▸ What is being asked
Gather every line of the records that contains the string "blue". Case counts.

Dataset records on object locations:
▬▬▬▬▬▬▬▬▬▬

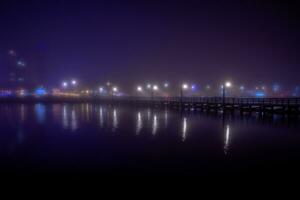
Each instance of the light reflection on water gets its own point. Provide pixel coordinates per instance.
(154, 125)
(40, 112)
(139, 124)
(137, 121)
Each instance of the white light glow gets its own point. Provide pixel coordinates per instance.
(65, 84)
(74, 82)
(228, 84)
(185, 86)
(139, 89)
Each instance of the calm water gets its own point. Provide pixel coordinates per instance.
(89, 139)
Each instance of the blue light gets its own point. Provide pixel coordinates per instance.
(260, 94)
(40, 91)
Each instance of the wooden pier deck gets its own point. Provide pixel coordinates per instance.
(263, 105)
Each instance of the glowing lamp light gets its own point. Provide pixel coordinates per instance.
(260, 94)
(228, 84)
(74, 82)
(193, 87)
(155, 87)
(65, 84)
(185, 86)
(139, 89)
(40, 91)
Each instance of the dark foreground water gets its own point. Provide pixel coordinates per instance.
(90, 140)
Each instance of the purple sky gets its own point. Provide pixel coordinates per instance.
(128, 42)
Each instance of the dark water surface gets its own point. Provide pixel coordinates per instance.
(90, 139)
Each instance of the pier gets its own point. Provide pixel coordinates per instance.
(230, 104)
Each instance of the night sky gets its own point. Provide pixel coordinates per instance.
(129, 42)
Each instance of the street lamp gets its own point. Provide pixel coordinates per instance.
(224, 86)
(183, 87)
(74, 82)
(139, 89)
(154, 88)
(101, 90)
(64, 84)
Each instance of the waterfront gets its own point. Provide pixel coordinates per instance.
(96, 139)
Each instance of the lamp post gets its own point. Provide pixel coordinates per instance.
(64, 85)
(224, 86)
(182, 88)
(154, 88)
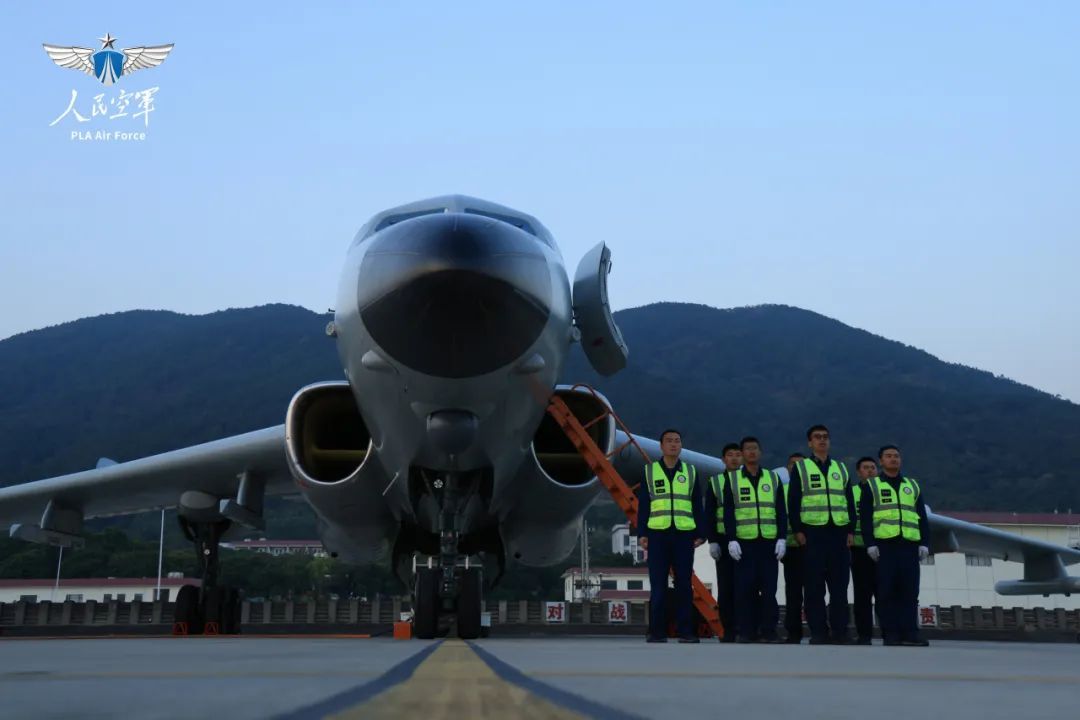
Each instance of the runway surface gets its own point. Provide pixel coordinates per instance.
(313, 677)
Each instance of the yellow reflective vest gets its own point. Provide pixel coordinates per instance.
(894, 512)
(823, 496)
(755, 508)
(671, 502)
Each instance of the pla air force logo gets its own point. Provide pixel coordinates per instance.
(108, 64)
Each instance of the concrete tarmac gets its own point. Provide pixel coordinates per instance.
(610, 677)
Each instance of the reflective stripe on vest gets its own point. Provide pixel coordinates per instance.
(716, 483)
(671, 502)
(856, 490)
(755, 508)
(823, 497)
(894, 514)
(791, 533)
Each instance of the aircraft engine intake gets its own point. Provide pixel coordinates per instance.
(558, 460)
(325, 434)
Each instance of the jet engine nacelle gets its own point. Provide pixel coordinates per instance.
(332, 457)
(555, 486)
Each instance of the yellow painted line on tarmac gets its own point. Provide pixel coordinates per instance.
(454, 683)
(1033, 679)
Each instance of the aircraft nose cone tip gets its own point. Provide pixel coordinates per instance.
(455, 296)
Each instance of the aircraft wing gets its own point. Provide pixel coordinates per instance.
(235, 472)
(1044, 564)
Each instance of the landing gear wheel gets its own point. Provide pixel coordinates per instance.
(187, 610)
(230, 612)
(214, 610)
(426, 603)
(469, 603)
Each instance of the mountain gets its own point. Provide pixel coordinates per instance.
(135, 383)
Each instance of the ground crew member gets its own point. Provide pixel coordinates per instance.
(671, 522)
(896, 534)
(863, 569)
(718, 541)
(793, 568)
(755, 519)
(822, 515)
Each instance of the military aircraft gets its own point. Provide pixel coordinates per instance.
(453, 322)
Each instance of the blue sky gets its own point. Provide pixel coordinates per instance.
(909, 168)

▬▬▬▬▬▬▬▬▬▬

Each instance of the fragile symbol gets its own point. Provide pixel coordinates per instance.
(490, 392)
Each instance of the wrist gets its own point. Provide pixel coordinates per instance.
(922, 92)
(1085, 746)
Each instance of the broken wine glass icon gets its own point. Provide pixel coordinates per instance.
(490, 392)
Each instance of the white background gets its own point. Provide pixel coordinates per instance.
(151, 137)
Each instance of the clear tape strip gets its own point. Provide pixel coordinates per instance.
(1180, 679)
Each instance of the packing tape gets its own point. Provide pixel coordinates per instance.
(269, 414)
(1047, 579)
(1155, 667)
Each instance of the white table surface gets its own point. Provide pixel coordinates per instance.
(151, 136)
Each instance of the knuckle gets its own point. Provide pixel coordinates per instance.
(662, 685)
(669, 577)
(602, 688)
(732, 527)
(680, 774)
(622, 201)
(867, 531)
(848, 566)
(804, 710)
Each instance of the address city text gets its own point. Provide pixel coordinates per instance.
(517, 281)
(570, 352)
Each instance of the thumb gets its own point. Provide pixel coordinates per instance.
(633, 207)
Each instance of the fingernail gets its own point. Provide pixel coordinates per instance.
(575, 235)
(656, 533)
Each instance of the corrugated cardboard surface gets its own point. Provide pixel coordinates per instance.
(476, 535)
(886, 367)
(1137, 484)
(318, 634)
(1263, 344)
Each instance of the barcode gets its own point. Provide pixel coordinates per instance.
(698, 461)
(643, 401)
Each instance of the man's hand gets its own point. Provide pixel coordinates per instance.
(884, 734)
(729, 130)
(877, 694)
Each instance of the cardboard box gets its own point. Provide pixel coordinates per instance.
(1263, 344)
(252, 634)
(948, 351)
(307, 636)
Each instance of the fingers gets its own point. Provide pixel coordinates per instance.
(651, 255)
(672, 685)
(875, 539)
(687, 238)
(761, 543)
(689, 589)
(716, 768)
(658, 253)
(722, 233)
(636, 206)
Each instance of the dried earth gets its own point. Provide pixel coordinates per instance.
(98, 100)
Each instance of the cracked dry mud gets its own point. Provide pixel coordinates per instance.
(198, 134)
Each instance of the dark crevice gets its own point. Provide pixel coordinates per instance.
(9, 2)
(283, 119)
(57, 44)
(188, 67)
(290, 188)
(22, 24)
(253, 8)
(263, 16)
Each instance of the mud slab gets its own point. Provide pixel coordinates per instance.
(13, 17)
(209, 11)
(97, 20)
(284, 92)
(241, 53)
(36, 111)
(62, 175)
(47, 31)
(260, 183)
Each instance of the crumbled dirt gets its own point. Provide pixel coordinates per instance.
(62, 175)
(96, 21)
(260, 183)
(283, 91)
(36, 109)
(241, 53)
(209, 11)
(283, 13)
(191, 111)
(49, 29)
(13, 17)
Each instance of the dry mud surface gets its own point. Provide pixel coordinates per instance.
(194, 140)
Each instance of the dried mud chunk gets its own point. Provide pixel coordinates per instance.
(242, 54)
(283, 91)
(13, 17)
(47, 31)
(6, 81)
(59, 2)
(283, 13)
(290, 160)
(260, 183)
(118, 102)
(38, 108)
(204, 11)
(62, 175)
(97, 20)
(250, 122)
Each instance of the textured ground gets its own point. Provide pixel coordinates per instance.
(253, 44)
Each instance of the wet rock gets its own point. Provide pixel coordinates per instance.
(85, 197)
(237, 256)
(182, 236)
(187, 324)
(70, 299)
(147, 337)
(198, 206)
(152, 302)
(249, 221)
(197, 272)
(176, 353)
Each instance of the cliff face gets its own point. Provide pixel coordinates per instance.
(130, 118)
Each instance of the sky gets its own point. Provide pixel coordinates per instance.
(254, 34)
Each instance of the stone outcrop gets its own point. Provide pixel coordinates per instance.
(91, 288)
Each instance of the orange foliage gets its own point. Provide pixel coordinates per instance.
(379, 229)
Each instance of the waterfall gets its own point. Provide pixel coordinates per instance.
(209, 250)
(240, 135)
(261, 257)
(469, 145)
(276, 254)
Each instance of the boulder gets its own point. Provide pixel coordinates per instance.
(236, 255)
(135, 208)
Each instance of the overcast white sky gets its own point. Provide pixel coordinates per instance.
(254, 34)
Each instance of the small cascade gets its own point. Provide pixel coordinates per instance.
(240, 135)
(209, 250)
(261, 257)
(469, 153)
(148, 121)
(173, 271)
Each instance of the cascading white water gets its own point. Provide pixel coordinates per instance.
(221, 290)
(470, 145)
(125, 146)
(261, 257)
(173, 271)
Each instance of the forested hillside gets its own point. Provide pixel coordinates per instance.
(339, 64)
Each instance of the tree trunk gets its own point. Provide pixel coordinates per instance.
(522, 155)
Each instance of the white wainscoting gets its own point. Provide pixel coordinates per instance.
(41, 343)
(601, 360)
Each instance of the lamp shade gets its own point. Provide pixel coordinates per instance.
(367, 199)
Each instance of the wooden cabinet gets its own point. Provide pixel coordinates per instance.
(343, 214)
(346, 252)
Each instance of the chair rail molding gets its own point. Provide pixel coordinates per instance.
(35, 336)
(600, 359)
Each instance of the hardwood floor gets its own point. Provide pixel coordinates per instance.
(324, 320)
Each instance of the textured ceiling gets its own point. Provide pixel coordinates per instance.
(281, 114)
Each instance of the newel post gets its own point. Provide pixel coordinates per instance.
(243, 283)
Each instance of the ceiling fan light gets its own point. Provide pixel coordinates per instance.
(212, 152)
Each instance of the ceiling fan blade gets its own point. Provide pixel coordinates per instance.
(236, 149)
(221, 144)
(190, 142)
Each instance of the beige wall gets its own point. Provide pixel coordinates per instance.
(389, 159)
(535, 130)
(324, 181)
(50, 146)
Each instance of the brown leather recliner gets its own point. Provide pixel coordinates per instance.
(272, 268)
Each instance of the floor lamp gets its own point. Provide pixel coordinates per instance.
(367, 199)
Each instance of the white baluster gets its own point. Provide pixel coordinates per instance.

▬▬▬▬▬▬▬▬▬▬

▸ Task solution
Each instance of the blue light gets its own point. Provide pixel coordinates per instance.
Each instance of the blue sky gets its own point. Provide pixel coordinates per instance.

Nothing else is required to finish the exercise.